◆ What you have to do ◆
Every line of the data is to be retyped exactly.

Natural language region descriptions
((

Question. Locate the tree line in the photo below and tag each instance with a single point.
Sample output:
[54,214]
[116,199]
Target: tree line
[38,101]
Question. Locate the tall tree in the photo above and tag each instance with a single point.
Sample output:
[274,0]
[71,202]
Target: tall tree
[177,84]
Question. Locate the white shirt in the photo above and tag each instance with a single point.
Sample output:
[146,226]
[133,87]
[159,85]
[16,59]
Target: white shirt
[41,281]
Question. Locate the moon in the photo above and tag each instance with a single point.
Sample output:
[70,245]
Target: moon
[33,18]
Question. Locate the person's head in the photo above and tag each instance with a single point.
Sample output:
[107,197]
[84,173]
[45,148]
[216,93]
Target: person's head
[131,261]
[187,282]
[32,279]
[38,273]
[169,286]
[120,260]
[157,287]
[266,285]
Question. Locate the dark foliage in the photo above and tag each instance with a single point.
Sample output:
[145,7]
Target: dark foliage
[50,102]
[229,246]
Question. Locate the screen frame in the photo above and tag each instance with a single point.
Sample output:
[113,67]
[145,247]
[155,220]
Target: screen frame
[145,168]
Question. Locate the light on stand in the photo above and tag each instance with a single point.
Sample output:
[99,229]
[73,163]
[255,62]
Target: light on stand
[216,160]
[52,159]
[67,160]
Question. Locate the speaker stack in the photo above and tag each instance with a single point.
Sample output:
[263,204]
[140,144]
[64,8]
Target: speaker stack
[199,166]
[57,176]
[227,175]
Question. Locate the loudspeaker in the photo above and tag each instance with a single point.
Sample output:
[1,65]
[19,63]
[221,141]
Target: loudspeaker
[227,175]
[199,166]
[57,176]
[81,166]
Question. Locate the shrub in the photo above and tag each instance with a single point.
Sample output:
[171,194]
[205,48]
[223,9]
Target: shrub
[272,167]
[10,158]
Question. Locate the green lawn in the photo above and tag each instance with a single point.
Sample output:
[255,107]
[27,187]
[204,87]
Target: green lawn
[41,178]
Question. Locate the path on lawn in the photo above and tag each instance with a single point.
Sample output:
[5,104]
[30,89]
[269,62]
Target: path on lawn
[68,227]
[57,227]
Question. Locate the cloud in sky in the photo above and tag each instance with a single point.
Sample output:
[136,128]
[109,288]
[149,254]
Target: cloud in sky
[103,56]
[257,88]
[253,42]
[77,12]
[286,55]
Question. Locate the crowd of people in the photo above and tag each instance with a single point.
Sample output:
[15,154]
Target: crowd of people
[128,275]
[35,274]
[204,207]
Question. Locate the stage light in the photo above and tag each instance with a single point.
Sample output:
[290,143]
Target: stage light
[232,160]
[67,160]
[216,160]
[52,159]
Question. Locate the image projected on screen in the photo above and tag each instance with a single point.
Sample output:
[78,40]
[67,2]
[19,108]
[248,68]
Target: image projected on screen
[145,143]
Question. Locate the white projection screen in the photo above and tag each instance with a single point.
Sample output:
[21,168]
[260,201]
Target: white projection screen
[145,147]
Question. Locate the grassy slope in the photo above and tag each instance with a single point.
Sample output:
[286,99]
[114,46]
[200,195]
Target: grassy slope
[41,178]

))

◆ Answer box ◆
Question. Locate the tree line in the photo below and tag each instance with a single point.
Sample output:
[54,214]
[116,199]
Target: tree line
[38,101]
Question. Locate the tall tree in the photo above and tag each instance with a single point.
Sample output:
[274,0]
[71,202]
Target: tall tree
[177,84]
Question. Locate the white shirt in the photo above and tag each instance with a single point.
Sample output:
[146,226]
[133,87]
[159,85]
[16,59]
Target: white shirt
[41,281]
Question. Locate the moon in the photo above and tag each instance with a single point.
Sample output:
[70,245]
Target: moon
[33,18]
Question. Locate the person's head in the photo above and tag each instance with a single point.
Sample output:
[107,197]
[84,173]
[45,148]
[216,93]
Target: person's head
[131,261]
[187,282]
[32,279]
[38,273]
[169,286]
[120,260]
[157,287]
[266,285]
Question. Locate the dark foliage in the photo above and tag each instance with a single point.
Sample output:
[145,7]
Target: dark foliage
[50,102]
[229,246]
Question. Locate the screen frame in the photo above and tag each instance with a single point.
Sample output:
[113,67]
[145,247]
[155,220]
Target: screen frame
[145,168]
Question. Locate the light on stand in the photo above and tag each instance with a single point.
Sample output:
[99,229]
[73,163]
[255,62]
Target: light on stand
[216,160]
[52,159]
[67,160]
Question. Locate the speaker stack in the photo above and tag each instance with a single point.
Sample output:
[263,204]
[140,144]
[64,8]
Target: speaker stack
[199,166]
[57,176]
[227,175]
Question. Locate the loudspeaker in the photo above and tag each instance with a single point.
Sample output:
[1,65]
[19,63]
[221,141]
Target: loudspeaker
[227,175]
[199,166]
[57,176]
[81,166]
Question. Locate the shrub in the photo above and tag each instance with a single point.
Sample output:
[171,194]
[205,48]
[223,9]
Target: shrub
[272,167]
[10,158]
Question. Locate the green lawn in the photo above and tag each instance with a single point.
Sample output:
[255,107]
[27,187]
[204,87]
Target: green lawn
[41,178]
Question. Locate the path on lawn in the photo above and tag each instance with a single point.
Sample output:
[5,104]
[30,89]
[269,62]
Target: path on lawn
[68,227]
[57,227]
Question. Locate the cloud in sky in the photo above and tag each instance with a single point.
Sample output:
[136,128]
[109,288]
[149,254]
Target: cloud in sky
[103,56]
[257,88]
[253,42]
[77,12]
[286,55]
Question. Locate the crowd of people in the photo above and tag each instance with a single point.
Sample output:
[15,154]
Target: crowd of people
[128,275]
[35,274]
[204,207]
Question. Locate the stage light in the photo above and tag each instance with a single point.
Sample output:
[290,143]
Target: stage light
[232,160]
[67,160]
[216,160]
[52,159]
Question. Locate the image projected on screen in the photo above and tag each instance with a single point.
Sample output:
[78,40]
[67,2]
[19,108]
[248,68]
Target: image projected on screen
[145,143]
Question. Locate the white projection screen in the photo above and tag each instance with a single point.
Sample output:
[21,168]
[260,201]
Target: white projection screen
[145,147]
Question. Locate the grassy slope in the photo above and tag each instance with a single point.
Sample output:
[286,99]
[114,46]
[200,195]
Target: grassy slope
[41,178]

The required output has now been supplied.